*** Begin section ***

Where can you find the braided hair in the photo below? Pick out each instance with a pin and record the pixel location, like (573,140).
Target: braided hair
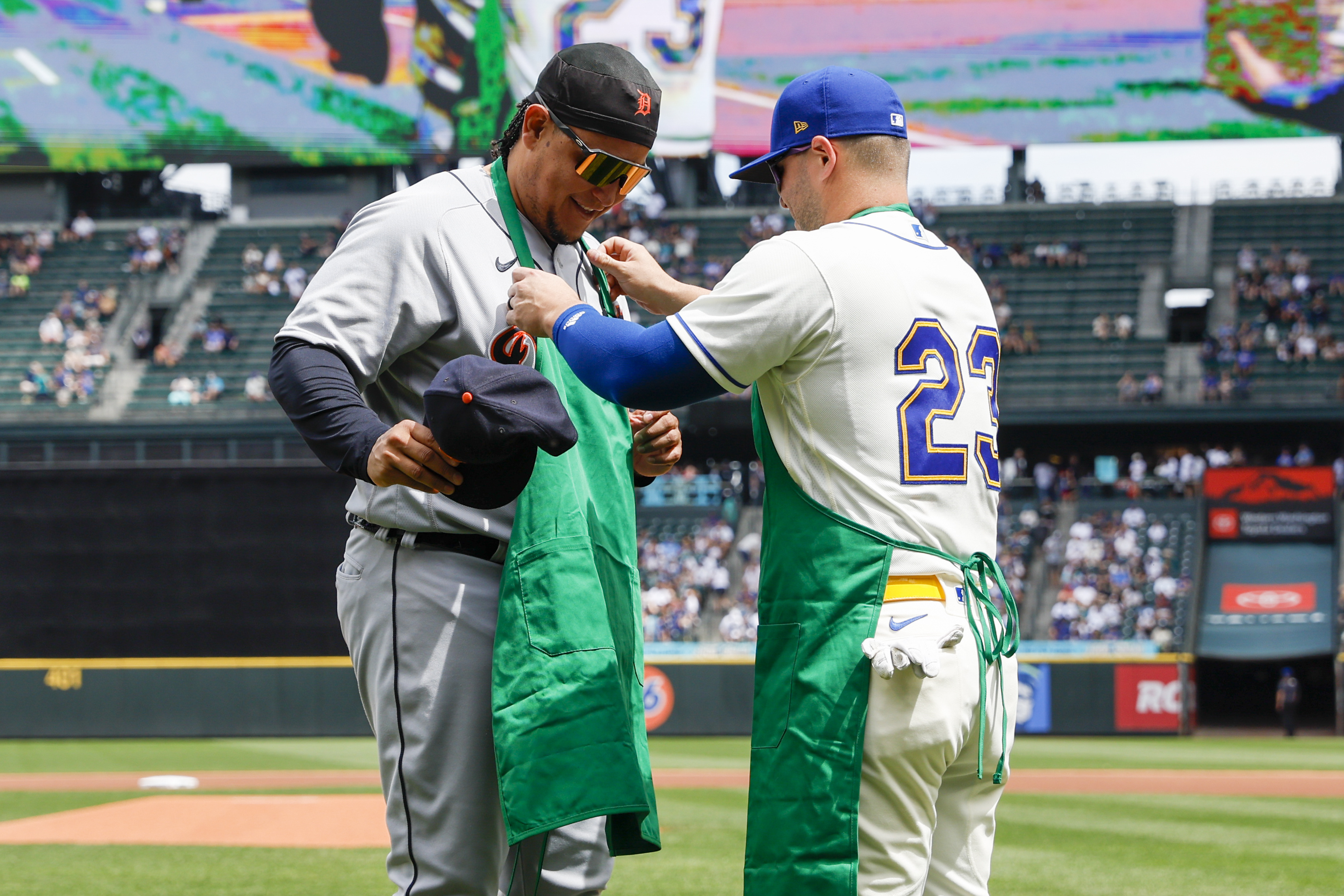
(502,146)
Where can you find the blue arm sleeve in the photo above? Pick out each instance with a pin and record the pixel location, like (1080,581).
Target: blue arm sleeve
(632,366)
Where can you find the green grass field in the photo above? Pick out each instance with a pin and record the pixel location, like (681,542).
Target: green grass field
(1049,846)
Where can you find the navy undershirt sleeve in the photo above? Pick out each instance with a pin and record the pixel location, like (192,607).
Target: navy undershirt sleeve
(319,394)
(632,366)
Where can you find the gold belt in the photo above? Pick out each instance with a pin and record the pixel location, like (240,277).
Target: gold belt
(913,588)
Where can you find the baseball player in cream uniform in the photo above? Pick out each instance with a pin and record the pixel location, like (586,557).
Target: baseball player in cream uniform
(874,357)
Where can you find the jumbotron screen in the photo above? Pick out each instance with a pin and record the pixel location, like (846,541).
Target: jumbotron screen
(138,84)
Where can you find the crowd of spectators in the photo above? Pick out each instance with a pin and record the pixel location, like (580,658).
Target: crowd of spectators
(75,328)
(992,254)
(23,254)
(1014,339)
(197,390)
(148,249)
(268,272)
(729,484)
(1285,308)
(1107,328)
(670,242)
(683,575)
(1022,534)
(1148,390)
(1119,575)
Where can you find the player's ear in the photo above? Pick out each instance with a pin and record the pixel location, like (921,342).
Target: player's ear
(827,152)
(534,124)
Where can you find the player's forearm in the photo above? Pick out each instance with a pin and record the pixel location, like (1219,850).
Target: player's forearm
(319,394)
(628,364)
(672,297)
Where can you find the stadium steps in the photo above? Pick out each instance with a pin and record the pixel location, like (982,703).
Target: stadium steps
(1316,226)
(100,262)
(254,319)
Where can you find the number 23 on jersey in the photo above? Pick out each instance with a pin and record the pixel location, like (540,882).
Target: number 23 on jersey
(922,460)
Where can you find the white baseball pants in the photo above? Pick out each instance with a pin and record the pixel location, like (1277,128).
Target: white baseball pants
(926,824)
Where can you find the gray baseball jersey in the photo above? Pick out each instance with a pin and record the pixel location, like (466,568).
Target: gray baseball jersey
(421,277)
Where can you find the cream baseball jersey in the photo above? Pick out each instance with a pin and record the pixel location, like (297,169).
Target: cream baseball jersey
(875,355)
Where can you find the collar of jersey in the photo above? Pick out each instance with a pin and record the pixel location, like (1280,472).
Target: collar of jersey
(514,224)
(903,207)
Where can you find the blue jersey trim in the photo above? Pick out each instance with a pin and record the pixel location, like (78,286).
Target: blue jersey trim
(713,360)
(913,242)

*** End section ***
*** Begin section ***

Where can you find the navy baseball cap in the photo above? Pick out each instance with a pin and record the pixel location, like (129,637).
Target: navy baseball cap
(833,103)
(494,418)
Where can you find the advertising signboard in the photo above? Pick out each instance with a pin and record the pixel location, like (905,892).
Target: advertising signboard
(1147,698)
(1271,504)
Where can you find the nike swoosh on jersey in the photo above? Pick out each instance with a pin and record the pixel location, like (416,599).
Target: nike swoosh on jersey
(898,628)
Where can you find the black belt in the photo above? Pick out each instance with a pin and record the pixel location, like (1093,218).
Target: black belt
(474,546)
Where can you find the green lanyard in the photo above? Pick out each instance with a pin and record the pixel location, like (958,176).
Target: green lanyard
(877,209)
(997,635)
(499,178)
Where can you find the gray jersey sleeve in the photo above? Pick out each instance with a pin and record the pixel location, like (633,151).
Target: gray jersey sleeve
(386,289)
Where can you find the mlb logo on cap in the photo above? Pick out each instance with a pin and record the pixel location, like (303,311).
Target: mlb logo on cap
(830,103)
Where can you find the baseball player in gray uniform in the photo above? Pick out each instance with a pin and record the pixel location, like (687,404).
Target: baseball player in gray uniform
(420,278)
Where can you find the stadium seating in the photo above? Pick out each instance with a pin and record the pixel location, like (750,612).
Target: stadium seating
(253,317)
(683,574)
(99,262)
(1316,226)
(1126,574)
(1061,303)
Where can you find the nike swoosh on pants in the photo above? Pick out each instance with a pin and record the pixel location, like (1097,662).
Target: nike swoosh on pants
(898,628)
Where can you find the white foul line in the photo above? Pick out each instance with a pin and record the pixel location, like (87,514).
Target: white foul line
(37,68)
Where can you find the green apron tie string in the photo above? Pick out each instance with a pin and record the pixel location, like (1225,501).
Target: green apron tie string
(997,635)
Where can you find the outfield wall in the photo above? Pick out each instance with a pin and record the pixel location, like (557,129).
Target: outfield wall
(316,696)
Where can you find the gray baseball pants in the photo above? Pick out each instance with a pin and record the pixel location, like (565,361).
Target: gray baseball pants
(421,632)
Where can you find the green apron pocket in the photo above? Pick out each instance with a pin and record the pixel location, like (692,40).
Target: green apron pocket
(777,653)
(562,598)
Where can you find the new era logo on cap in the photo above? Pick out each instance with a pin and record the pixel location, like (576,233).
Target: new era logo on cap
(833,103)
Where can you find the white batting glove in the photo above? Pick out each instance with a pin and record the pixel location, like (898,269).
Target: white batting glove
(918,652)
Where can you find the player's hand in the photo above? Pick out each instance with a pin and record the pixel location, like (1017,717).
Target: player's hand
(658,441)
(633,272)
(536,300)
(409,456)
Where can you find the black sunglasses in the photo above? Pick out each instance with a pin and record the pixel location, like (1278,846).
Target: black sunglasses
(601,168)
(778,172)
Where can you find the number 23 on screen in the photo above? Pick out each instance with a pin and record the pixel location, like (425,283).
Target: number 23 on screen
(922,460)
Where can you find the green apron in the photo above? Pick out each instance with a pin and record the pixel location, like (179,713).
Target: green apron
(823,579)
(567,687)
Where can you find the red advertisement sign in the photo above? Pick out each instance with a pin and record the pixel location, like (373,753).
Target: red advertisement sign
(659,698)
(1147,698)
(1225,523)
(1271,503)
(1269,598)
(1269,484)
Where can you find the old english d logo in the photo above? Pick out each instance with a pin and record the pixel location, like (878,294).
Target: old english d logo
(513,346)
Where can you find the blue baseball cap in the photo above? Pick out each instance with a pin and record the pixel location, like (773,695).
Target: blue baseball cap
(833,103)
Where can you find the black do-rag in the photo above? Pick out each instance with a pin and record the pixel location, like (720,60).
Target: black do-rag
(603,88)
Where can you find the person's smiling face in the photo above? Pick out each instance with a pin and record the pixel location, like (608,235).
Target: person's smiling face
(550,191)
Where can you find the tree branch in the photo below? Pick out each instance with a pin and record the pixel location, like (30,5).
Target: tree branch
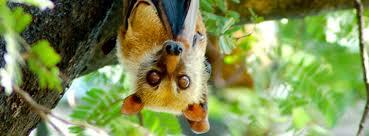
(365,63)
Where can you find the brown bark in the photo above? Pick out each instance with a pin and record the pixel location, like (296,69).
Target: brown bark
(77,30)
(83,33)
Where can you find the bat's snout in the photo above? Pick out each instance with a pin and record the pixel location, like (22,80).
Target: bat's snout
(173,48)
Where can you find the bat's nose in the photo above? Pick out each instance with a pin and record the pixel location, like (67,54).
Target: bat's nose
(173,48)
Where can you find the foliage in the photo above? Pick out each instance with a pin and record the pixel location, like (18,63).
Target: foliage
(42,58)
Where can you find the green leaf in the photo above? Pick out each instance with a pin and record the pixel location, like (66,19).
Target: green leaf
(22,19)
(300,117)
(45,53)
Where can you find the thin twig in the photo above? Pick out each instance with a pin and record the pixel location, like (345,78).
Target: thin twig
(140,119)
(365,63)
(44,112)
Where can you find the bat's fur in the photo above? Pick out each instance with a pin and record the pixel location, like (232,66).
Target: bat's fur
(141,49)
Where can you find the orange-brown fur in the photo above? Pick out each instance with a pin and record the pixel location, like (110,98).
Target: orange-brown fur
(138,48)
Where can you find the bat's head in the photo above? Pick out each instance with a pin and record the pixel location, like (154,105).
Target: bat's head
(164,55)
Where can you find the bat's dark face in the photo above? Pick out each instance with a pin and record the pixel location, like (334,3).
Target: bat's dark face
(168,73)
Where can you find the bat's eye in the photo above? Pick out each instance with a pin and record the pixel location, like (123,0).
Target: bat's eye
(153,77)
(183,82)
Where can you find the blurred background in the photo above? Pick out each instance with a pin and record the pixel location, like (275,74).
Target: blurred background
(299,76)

*** End section ***
*** Begin section ***

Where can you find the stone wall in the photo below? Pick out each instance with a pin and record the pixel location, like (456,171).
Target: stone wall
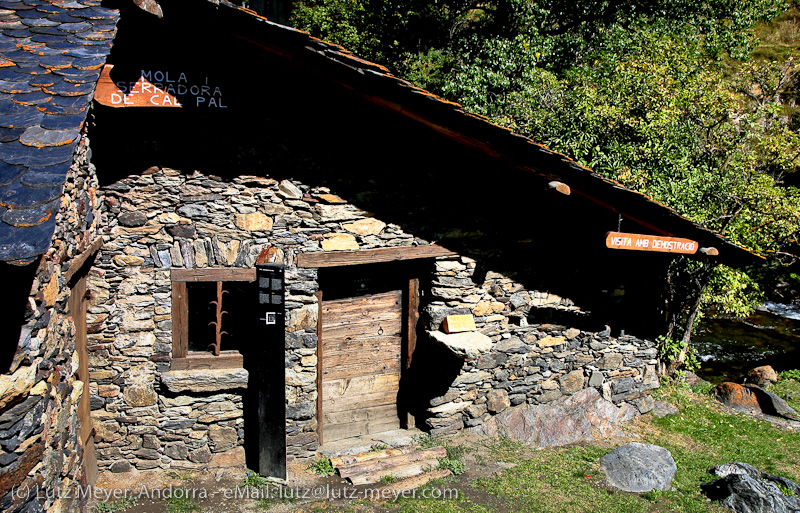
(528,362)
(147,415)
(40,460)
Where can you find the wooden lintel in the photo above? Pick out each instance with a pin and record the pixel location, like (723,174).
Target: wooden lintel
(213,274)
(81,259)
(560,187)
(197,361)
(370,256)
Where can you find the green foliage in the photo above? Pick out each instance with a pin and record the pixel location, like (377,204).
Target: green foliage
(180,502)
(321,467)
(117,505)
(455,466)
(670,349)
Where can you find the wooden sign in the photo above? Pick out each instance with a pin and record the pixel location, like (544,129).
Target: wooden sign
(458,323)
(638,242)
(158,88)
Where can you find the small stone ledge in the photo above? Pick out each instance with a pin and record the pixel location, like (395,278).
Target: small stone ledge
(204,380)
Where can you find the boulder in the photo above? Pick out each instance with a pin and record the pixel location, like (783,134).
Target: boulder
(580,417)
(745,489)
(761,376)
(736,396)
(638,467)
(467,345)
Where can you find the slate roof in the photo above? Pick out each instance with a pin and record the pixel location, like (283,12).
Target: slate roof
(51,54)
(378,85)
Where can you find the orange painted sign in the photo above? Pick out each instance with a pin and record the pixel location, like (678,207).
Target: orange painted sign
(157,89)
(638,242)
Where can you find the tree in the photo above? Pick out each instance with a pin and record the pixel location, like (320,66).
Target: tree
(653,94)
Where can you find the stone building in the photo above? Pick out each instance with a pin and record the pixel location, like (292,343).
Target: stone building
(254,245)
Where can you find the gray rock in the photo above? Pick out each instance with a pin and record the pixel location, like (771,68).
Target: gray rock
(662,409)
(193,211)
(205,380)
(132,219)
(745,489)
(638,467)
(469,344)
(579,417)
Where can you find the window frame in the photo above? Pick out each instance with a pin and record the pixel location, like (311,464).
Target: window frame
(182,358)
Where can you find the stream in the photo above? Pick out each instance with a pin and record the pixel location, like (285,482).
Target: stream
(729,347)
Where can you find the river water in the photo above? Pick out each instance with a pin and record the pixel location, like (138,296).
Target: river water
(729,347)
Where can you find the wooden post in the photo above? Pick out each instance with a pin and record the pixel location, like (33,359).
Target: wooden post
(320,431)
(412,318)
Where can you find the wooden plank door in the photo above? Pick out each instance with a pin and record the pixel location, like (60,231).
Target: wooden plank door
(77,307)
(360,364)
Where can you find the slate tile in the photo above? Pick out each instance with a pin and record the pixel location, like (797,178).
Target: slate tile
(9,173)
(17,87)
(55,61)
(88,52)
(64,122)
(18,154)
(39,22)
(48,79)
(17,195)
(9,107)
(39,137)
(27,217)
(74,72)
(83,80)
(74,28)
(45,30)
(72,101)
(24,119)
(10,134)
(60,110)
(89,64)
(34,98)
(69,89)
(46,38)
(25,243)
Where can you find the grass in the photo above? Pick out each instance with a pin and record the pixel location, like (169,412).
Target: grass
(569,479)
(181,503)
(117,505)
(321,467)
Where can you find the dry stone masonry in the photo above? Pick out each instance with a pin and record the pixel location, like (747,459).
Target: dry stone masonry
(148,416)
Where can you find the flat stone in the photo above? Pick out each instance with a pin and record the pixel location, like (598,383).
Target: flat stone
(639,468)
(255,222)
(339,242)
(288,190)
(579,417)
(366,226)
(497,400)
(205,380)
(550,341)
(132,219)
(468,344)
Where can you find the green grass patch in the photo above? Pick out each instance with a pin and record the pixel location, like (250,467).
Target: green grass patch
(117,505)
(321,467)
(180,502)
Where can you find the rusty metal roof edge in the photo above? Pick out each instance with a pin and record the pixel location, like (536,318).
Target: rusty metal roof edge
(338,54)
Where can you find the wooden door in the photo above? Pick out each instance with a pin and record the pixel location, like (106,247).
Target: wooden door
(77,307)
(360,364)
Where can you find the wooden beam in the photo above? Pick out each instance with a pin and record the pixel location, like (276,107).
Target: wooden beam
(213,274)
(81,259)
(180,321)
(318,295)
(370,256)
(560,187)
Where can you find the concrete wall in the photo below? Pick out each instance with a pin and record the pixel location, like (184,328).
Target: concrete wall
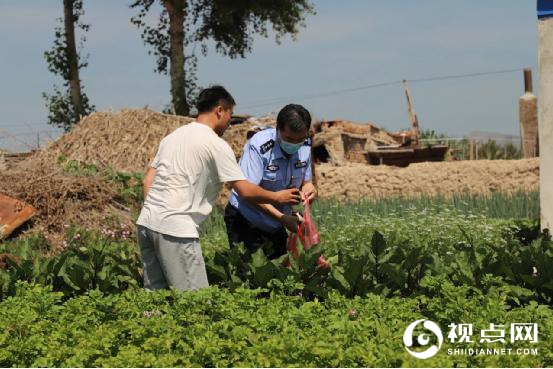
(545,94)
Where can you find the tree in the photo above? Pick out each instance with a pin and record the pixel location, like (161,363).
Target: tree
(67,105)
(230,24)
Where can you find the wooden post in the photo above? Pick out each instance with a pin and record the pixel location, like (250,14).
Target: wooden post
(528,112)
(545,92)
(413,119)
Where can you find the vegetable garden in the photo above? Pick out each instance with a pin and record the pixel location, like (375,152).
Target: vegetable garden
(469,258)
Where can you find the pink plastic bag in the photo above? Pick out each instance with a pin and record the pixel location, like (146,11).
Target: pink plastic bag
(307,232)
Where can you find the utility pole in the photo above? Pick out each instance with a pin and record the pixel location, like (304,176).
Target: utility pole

*** End section ***

▸ **PROBLEM DESCRIPTION**
Begin at the line above that has "Target: nike swoosh on pants" and stop after the line that has "Where can you find the red", copying each line exactly and adding nothing else.

▸ **ANSWER SECTION**
Target: nike swoosh on pants
(898,628)
Where can you find the white foul line in the photo above? Pick out each instance with a pin and record the pixel location, like (87,514).
Target: white foul line
(37,68)
Where can you find the green apron tie string in the photo above? Pick out each instance with a pin and record the pixel location, like (1225,501).
Target: green apron tie string
(997,635)
Where can you find the outfield wall in the photo above? Pick out each instance with a pin and record the pixel location, like (557,129).
Target: outfield wall
(316,696)
Where can you find the gray baseball pants in the photo above? Pick out each instance with a pin and record the pixel location, like (565,361).
Target: gray baseball pants
(421,632)
Where can you find the green apron pocket in the photo above? Pick out each instance with a pin and record the pixel location, like (692,40).
Target: green apron pocket
(777,653)
(562,598)
Where can you find the new era logo on cap in the photo above? Pick out each instance with a pin and record the pixel location, like (576,233).
Target: new era logo on cap
(833,103)
Where can you find the white batting glove in the photo above? Pick out each instance with a pin and record the pixel location, like (898,269).
Target: white batting glove
(918,652)
Where can you find the player's hand in the photo above? Pick out each instance with a pin and record the pixel location, like (1017,717).
Target: player's hand
(658,441)
(633,272)
(536,300)
(409,456)
Where can you find the black sunglasses in the photo above? Pick out each instance with a pin and record the pixel location, like (1278,846).
Target: black sunglasses
(601,168)
(778,172)
Where can you find the number 23 on screen in the photo above? Pick out each instance with a pin and record the pixel location, like (425,283).
Target: number 23 on screen
(922,460)
Where can you find the green apron in the photo above? Pick out each instance with a pin and record the pixel location, like (179,713).
Target: green apron
(823,579)
(567,687)
Where can you find the red advertisement sign in the photo above? Pick out each instance with a pin and record the pixel location, like (373,753).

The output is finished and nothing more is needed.